# [What you should do]
Find the line below with "Query: arched recess" and the line with "Query: dark patch on head". Output them and the lines between, exactly, but not the pictures.

Natural language region descriptions
- - - -
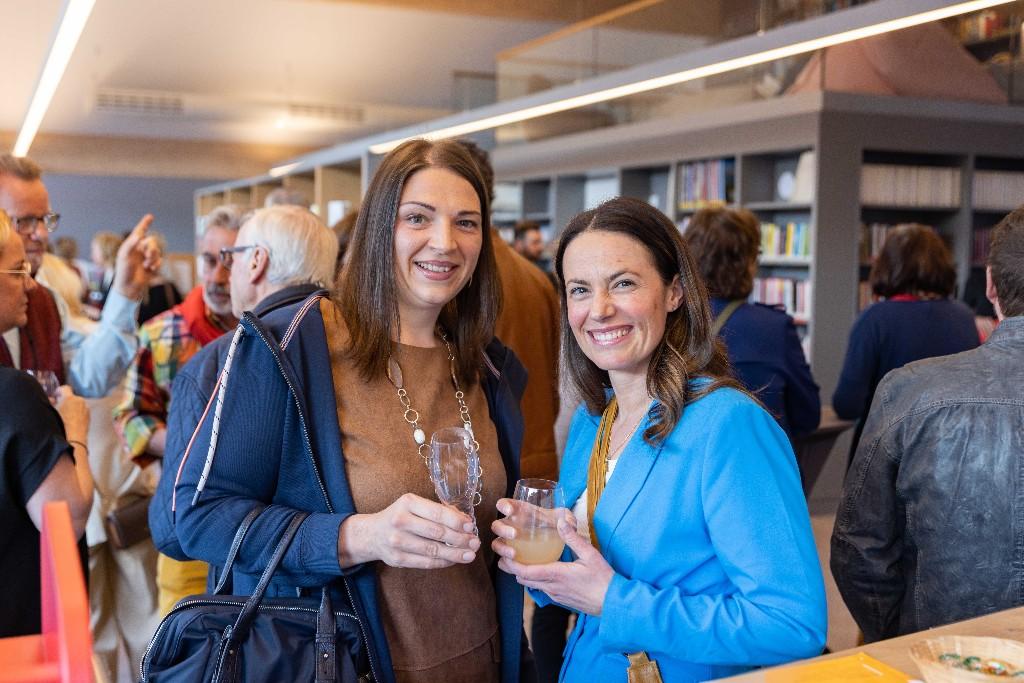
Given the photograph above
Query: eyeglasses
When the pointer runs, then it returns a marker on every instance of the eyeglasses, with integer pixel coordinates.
(26, 225)
(25, 271)
(227, 254)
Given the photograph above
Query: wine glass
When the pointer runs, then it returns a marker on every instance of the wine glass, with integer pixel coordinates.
(48, 380)
(537, 507)
(455, 469)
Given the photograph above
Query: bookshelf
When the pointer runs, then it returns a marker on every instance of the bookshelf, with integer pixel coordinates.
(798, 159)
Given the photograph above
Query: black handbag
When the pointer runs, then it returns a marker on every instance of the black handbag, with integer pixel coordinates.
(229, 639)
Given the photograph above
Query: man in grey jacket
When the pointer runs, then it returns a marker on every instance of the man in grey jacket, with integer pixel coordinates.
(928, 528)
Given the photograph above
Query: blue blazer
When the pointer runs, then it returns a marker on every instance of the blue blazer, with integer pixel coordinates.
(716, 569)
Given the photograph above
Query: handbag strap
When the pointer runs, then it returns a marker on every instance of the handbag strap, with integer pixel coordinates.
(724, 316)
(240, 630)
(224, 583)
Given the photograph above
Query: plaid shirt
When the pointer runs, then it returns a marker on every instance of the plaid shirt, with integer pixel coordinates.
(166, 343)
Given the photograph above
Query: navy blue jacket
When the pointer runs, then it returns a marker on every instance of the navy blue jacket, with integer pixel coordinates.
(280, 445)
(768, 359)
(193, 386)
(889, 335)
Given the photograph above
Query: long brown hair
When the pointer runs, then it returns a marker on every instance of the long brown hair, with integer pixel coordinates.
(367, 292)
(687, 350)
(725, 243)
(913, 260)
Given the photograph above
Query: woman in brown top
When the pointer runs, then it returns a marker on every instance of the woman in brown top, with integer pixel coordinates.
(418, 332)
(330, 407)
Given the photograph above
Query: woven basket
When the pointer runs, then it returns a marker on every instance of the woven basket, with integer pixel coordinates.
(927, 652)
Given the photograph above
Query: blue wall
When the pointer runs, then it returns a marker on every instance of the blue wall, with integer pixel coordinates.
(88, 204)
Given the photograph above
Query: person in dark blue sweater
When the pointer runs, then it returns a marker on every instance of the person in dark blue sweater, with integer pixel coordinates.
(913, 278)
(762, 343)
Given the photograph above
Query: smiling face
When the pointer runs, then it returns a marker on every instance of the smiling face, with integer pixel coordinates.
(437, 241)
(13, 288)
(616, 301)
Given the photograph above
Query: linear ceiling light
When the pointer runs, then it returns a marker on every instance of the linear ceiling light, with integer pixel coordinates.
(691, 74)
(284, 169)
(72, 23)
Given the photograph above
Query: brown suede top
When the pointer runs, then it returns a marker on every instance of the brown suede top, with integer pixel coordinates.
(441, 625)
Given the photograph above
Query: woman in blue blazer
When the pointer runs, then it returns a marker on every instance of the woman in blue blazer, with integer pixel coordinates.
(704, 557)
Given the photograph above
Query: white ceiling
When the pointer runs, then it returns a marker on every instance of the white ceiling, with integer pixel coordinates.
(232, 67)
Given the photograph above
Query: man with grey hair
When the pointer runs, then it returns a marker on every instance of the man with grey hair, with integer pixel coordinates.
(91, 365)
(284, 254)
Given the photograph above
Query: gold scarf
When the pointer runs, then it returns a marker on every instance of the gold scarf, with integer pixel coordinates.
(641, 670)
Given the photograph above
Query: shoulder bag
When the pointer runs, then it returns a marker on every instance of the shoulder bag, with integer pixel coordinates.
(229, 639)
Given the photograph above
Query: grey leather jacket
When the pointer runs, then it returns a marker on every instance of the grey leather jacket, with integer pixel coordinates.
(930, 526)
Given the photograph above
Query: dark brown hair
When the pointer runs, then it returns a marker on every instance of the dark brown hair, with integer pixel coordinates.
(1006, 258)
(913, 259)
(367, 291)
(725, 243)
(688, 348)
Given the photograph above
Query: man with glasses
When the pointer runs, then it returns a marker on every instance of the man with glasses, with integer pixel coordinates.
(166, 343)
(284, 254)
(97, 363)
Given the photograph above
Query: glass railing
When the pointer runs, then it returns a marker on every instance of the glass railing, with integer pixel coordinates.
(975, 57)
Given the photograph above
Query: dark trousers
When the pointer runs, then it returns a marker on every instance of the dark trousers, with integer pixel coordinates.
(548, 635)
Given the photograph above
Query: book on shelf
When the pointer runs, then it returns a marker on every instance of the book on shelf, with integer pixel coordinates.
(791, 240)
(864, 295)
(981, 242)
(707, 183)
(998, 189)
(897, 185)
(794, 295)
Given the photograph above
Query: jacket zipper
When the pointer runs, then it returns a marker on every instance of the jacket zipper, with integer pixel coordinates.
(320, 482)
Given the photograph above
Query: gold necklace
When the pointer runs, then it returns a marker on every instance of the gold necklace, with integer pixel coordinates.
(412, 416)
(614, 453)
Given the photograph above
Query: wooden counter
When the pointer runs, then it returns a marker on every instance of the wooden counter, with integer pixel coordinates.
(896, 651)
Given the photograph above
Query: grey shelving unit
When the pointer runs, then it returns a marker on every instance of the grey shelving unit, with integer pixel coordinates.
(765, 138)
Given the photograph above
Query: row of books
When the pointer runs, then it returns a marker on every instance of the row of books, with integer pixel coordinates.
(997, 189)
(887, 184)
(795, 295)
(982, 26)
(707, 183)
(790, 240)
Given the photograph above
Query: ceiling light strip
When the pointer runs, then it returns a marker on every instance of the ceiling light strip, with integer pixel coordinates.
(684, 76)
(72, 24)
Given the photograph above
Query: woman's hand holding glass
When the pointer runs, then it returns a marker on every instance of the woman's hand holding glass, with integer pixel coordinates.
(581, 585)
(411, 532)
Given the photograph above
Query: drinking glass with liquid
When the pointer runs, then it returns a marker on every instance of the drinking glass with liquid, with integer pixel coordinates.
(537, 507)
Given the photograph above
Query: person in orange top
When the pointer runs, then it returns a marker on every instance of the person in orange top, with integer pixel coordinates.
(166, 344)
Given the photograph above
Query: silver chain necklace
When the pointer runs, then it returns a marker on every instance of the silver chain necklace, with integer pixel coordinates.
(412, 416)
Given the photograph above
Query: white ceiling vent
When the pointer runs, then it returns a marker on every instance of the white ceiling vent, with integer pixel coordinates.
(139, 101)
(354, 115)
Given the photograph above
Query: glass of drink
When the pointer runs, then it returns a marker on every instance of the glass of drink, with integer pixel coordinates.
(48, 380)
(455, 469)
(538, 506)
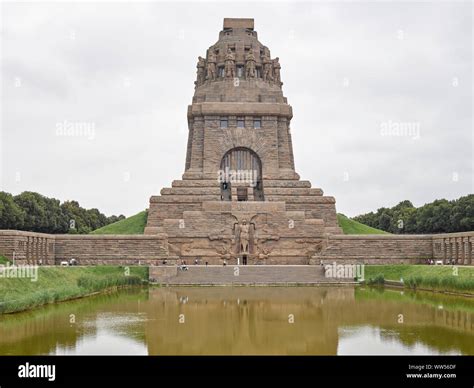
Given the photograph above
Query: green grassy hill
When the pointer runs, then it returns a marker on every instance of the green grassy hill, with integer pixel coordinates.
(131, 225)
(353, 227)
(3, 260)
(136, 225)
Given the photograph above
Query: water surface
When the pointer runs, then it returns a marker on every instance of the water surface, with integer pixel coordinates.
(246, 320)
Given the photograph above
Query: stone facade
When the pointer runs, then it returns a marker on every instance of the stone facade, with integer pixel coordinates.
(240, 199)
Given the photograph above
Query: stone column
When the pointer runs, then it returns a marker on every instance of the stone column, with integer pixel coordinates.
(460, 251)
(444, 248)
(469, 251)
(465, 247)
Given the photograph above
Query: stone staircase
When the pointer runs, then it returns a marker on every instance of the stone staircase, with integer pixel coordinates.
(245, 275)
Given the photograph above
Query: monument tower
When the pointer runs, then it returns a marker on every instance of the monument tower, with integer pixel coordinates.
(240, 198)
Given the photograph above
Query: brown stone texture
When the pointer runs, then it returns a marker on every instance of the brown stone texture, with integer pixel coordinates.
(456, 248)
(376, 249)
(27, 247)
(289, 219)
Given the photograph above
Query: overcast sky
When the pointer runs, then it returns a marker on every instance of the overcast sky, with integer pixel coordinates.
(355, 74)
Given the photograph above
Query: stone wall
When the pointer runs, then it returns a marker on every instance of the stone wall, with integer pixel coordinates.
(27, 247)
(47, 249)
(112, 249)
(377, 249)
(35, 248)
(454, 247)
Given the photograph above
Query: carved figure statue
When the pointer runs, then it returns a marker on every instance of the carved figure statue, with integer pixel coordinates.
(229, 63)
(211, 66)
(267, 68)
(276, 70)
(201, 66)
(250, 65)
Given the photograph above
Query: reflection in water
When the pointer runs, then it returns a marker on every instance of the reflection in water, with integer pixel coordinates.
(246, 320)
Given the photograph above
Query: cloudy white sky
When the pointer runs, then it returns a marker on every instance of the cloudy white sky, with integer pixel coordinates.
(353, 72)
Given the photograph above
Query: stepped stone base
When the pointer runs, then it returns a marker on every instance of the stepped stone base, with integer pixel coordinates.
(242, 275)
(289, 227)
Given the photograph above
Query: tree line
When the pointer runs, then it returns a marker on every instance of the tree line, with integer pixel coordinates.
(36, 213)
(440, 216)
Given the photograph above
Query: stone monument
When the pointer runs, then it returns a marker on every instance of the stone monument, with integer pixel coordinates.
(240, 199)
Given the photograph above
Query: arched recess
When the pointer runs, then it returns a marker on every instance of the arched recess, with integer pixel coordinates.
(242, 168)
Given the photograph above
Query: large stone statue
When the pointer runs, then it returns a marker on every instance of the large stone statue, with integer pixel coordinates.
(211, 66)
(276, 70)
(250, 65)
(201, 65)
(244, 236)
(229, 62)
(267, 68)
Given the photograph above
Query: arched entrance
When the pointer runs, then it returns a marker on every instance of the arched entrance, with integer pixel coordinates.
(241, 168)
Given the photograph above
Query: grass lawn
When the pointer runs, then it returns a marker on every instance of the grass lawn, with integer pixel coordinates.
(131, 225)
(3, 260)
(136, 225)
(440, 278)
(350, 226)
(56, 284)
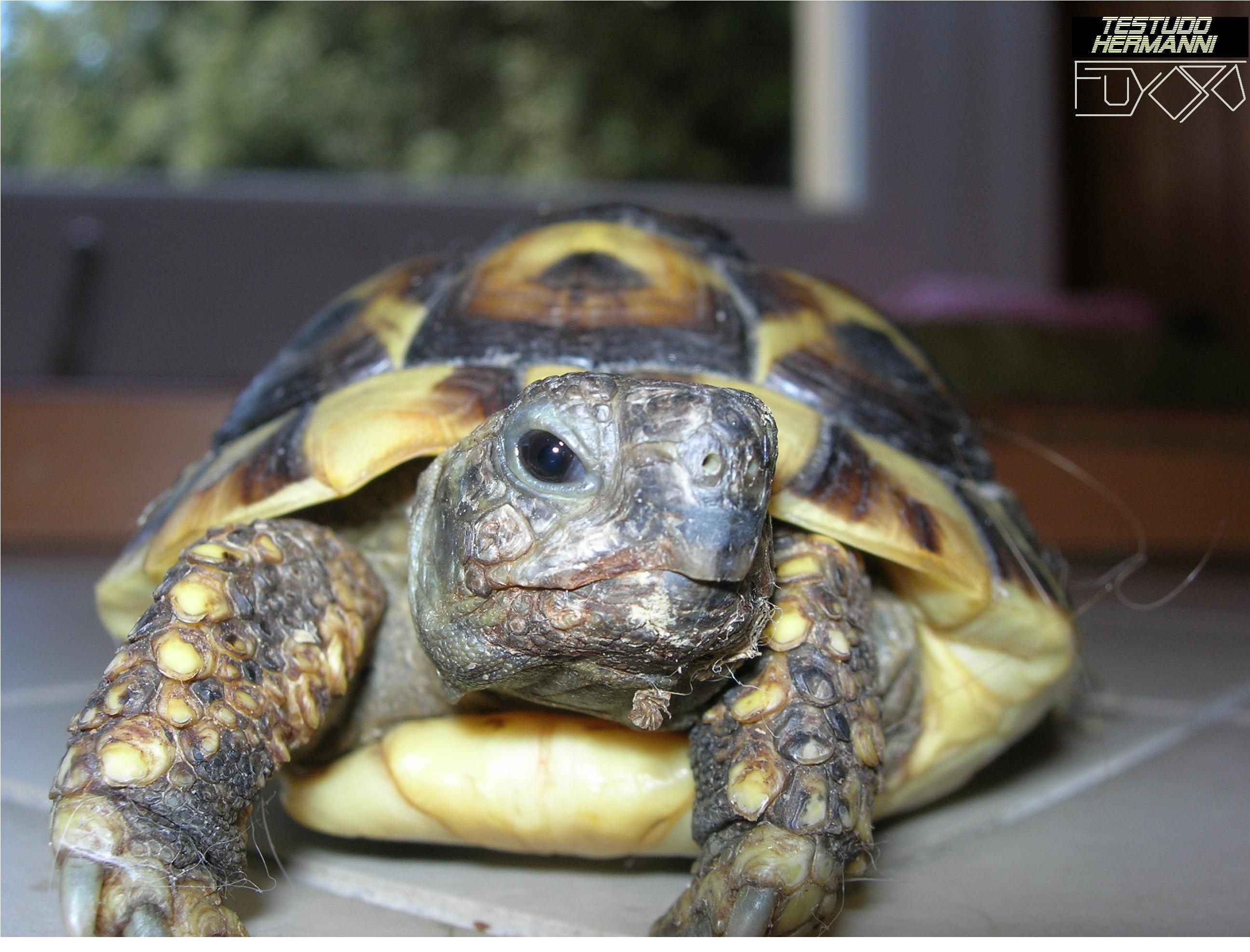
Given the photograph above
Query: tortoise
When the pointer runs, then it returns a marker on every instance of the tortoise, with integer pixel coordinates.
(598, 540)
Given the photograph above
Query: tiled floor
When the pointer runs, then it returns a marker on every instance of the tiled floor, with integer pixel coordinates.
(1129, 816)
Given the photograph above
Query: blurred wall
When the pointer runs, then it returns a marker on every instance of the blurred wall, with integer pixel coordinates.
(960, 174)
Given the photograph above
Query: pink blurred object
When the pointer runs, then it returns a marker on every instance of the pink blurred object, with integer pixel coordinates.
(955, 299)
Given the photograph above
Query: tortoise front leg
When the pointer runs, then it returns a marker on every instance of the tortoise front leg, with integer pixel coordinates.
(788, 764)
(252, 636)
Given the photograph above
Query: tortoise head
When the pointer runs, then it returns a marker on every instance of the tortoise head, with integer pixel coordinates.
(600, 545)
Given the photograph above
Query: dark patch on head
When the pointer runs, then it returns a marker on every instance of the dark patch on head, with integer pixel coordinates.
(590, 273)
(277, 463)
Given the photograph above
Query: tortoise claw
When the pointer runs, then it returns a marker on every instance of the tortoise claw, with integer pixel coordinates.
(753, 911)
(147, 921)
(81, 884)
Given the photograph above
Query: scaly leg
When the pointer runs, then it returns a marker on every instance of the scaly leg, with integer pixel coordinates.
(788, 764)
(252, 638)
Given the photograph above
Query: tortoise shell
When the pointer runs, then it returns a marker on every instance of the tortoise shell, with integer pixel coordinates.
(874, 449)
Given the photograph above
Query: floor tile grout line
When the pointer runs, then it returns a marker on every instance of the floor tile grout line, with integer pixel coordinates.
(427, 904)
(1207, 715)
(1160, 709)
(19, 697)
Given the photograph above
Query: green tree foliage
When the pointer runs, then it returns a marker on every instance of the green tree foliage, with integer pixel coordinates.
(533, 90)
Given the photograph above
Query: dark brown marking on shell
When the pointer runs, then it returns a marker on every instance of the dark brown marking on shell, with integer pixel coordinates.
(617, 341)
(335, 348)
(859, 378)
(772, 293)
(1046, 568)
(275, 464)
(490, 389)
(849, 482)
(590, 273)
(919, 522)
(845, 479)
(703, 237)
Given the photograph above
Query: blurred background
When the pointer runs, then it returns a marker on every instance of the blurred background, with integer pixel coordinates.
(184, 184)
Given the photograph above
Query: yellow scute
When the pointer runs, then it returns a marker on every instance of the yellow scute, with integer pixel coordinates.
(530, 782)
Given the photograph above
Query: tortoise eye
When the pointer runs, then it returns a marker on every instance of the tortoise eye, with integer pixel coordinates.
(545, 456)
- - - -
# [Response to the task]
Query: arched recess
When the pointer runs, then it returns a marker on every instance of the arched recess, with integer pixel coordinates.
(242, 168)
Given the photograph above
Query: large stone statue
When the pointer runs, then it returns a marker on every instance of the large stone statue, with integer pixel coordinates.
(211, 66)
(276, 70)
(250, 65)
(201, 65)
(244, 236)
(229, 62)
(267, 68)
Given the photograph above
Query: arched entrance
When the pointer runs, then it returns a marker on every instance of the arched entrance, with integer pixel coordinates.
(241, 168)
Given the photograph above
Query: grass lawn
When the pointer runs, then it returns a marker on every instance of the grass lawn, with integer pixel coordinates.
(131, 225)
(3, 260)
(136, 225)
(440, 278)
(350, 226)
(56, 284)
Given the photograph above
Query: tortoise
When the pointer runs, then it returns a marker on every instance of the tortoise, with integer pixel coordinates.
(598, 540)
Given the photograph above
Query: tiled floor
When the pointer runs, then it returns a marker on every instance of the tiled floor, with integer pixel coordinates.
(1129, 816)
Given the photograph above
Query: blurred wall
When the pointer runs, then it returns a marker on every instance of the blurred wall, with integer pixel coordinates.
(960, 174)
Given the photograph above
Query: pink blurred object
When the pointer runs, then it returns a marker on every instance of the pink blurred object, with integer pixel coordinates.
(955, 299)
Given the photograph above
Query: tortoise front leg
When the pointer runs, then it returns a marker on every instance of the tortoise front leg, with integer pixel coordinates.
(788, 764)
(252, 636)
Given the photograph above
Query: tortoise head
When the pointer runs, then it returns a marker on every instance of the tortoise head, with integer pixel coordinates.
(600, 545)
Given the photograph above
Query: dark patch on head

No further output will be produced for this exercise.